Start of Record excerpts

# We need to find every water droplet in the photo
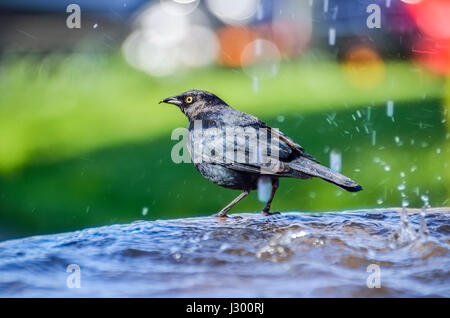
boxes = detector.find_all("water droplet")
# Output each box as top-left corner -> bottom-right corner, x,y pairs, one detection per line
173,253 -> 181,259
386,100 -> 394,117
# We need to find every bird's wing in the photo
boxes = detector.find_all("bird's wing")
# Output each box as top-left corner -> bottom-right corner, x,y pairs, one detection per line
191,119 -> 302,176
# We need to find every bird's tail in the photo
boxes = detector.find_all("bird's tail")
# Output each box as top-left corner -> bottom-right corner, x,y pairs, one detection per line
289,157 -> 362,192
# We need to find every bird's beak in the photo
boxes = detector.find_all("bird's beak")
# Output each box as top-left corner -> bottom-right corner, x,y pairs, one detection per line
159,97 -> 181,106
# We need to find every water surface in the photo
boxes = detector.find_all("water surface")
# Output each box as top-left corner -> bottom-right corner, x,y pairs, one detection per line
0,208 -> 450,297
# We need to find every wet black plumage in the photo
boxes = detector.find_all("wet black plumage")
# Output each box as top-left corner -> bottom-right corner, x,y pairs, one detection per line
161,90 -> 362,216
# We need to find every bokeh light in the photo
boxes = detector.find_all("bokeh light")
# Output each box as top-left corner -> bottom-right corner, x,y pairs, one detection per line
206,0 -> 258,25
122,0 -> 219,76
217,26 -> 257,67
343,45 -> 385,89
241,39 -> 280,78
408,0 -> 450,39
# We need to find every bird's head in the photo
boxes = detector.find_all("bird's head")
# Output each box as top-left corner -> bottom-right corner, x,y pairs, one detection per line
159,90 -> 226,119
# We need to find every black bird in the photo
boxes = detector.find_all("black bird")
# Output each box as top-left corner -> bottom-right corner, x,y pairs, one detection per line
160,90 -> 362,217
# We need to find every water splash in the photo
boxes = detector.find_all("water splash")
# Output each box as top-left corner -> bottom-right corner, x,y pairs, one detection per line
0,209 -> 450,297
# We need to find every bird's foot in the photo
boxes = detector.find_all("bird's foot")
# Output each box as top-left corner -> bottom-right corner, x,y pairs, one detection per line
261,210 -> 281,216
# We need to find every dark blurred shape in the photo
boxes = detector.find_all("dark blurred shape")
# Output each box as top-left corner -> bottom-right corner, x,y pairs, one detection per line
0,0 -> 147,53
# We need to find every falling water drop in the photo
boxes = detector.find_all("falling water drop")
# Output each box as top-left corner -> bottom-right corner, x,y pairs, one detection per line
328,28 -> 336,46
386,100 -> 394,117
258,176 -> 272,203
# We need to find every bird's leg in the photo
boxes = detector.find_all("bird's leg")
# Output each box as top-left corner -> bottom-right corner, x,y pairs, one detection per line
262,178 -> 280,216
216,190 -> 250,217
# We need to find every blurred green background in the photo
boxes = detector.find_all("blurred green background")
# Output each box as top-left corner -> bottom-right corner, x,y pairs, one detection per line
0,0 -> 450,239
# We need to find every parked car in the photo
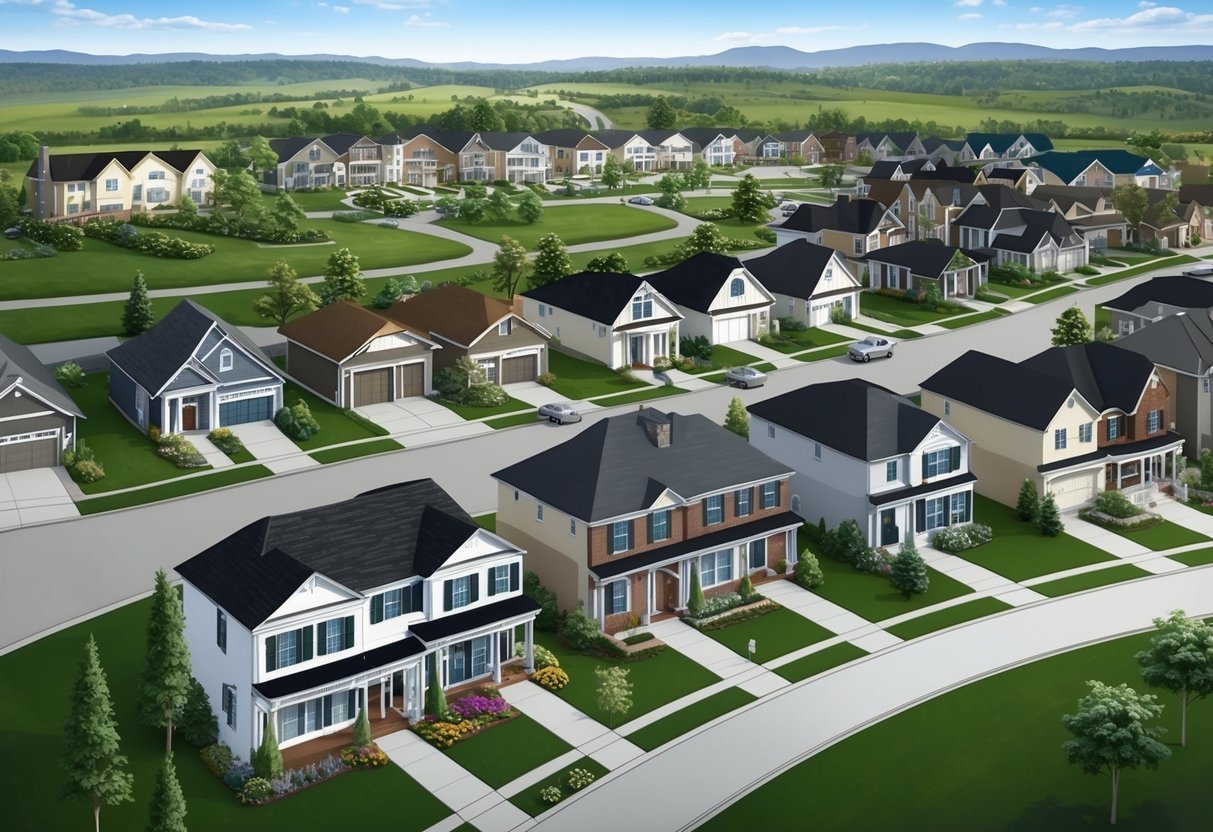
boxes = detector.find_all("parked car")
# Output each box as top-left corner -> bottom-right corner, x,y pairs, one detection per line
847,335 -> 898,361
539,401 -> 581,424
724,367 -> 767,389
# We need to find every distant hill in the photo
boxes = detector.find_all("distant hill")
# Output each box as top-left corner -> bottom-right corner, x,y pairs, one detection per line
7,42 -> 1213,72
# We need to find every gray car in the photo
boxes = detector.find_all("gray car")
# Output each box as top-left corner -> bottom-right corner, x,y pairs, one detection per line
847,335 -> 898,361
539,401 -> 581,424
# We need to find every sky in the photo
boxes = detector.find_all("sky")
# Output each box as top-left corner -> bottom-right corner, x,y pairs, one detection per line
0,0 -> 1213,63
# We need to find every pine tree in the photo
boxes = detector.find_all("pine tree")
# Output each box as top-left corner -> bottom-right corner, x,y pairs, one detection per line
139,569 -> 192,752
62,634 -> 135,832
123,272 -> 155,337
1015,477 -> 1041,523
1036,491 -> 1065,537
147,752 -> 186,832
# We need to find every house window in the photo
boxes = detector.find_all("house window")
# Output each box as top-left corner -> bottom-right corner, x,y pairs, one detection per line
604,579 -> 630,615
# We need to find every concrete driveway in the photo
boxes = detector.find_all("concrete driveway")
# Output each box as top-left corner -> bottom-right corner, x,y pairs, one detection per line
0,468 -> 80,529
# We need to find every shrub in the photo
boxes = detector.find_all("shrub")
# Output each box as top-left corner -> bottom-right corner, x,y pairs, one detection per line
531,667 -> 569,690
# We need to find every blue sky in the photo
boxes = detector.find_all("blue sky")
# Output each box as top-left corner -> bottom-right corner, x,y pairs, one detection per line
0,0 -> 1213,63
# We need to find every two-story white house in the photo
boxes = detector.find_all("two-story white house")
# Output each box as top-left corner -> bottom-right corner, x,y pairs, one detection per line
177,479 -> 539,756
514,272 -> 683,367
750,378 -> 976,547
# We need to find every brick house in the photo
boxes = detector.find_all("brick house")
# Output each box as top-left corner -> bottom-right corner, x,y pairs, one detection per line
492,408 -> 801,633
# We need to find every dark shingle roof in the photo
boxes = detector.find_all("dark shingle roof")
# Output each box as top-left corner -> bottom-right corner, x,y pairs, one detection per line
177,479 -> 494,629
748,378 -> 939,461
492,408 -> 791,523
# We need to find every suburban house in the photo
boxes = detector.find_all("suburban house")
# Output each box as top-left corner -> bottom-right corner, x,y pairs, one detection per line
770,195 -> 907,257
492,405 -> 801,633
278,301 -> 442,408
0,335 -> 85,474
514,272 -> 683,367
25,144 -> 215,221
645,251 -> 775,343
106,301 -> 283,433
864,240 -> 990,301
745,239 -> 862,326
922,343 -> 1184,508
177,479 -> 539,756
748,378 -> 976,547
383,283 -> 552,384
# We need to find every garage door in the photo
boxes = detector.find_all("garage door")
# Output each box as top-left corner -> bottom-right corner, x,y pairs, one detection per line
501,354 -> 539,384
220,395 -> 274,426
0,435 -> 59,474
712,315 -> 750,343
354,367 -> 394,408
398,361 -> 426,399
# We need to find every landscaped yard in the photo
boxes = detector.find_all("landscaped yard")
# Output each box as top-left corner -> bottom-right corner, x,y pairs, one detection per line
699,634 -> 1213,832
957,495 -> 1115,581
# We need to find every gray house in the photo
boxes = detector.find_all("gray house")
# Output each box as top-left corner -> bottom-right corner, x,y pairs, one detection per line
106,301 -> 283,433
0,335 -> 84,474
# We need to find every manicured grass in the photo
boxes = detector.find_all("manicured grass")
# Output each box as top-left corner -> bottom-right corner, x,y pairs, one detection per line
438,205 -> 677,250
547,349 -> 647,400
702,608 -> 833,665
537,633 -> 721,725
308,439 -> 404,465
445,716 -> 573,788
0,599 -> 450,832
1032,564 -> 1150,598
775,642 -> 867,682
507,757 -> 609,828
885,598 -> 1010,640
627,688 -> 754,751
957,495 -> 1115,581
699,633 -> 1213,832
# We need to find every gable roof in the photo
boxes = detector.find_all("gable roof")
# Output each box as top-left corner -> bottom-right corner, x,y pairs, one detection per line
0,335 -> 85,418
177,479 -> 497,629
106,300 -> 281,395
492,408 -> 792,523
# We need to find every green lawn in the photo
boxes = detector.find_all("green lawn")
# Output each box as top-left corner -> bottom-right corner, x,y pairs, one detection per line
957,495 -> 1115,581
438,205 -> 678,253
1032,564 -> 1150,598
775,642 -> 867,682
699,634 -> 1213,832
308,439 -> 404,465
627,688 -> 754,751
702,608 -> 833,665
885,598 -> 1010,640
507,757 -> 608,819
0,599 -> 450,832
539,633 -> 721,724
444,716 -> 573,788
547,349 -> 649,400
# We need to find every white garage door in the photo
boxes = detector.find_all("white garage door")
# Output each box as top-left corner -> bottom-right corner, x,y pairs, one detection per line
1046,471 -> 1099,509
712,315 -> 750,343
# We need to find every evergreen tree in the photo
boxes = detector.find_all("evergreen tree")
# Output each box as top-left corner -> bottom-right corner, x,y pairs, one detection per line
1015,477 -> 1041,523
147,752 -> 186,832
123,272 -> 155,337
139,569 -> 192,752
724,395 -> 750,439
62,634 -> 135,832
1036,491 -> 1065,537
889,538 -> 930,600
526,234 -> 573,289
320,249 -> 366,306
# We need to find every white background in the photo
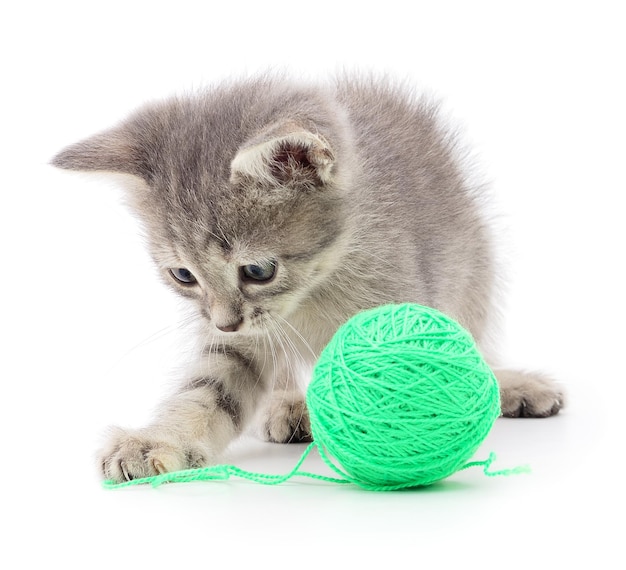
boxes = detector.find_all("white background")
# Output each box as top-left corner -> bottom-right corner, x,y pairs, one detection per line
0,0 -> 626,569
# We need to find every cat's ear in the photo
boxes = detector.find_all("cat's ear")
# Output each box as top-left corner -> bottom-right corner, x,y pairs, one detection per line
230,123 -> 335,187
50,127 -> 149,179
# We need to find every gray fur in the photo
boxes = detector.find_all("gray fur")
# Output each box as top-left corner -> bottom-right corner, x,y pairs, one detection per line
53,71 -> 563,480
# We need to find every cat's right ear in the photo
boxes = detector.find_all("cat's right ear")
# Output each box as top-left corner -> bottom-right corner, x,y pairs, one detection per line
50,128 -> 149,179
230,122 -> 335,187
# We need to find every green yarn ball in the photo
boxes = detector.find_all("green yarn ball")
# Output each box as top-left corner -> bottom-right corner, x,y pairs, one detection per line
307,303 -> 500,490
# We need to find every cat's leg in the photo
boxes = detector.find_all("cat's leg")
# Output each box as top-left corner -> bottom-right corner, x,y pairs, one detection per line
262,361 -> 313,443
494,368 -> 565,418
99,346 -> 264,481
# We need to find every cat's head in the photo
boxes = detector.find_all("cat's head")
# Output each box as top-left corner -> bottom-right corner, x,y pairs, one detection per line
52,83 -> 347,334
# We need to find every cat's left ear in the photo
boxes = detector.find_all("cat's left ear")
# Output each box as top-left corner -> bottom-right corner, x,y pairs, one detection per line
50,126 -> 150,179
230,123 -> 335,187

End of Record excerpts

→ What you should do
Revise the part of the rows that opens with the line containing "# We need to find every dark shingle" and closes with the line containing "492,408 -> 791,523", changing "dark shingle roof" to "gray tile roof" and keeping everything else unchanged. Give back only those lines.

→ Output for this task
# We need to find every gray tile roof in the photo
boxes = detector.find_all("gray tile roof")
# Output each box as top-left corner -> bottom-right corner, x,y pairs, one detection per line
177,479 -> 494,629
748,378 -> 939,461
492,408 -> 791,523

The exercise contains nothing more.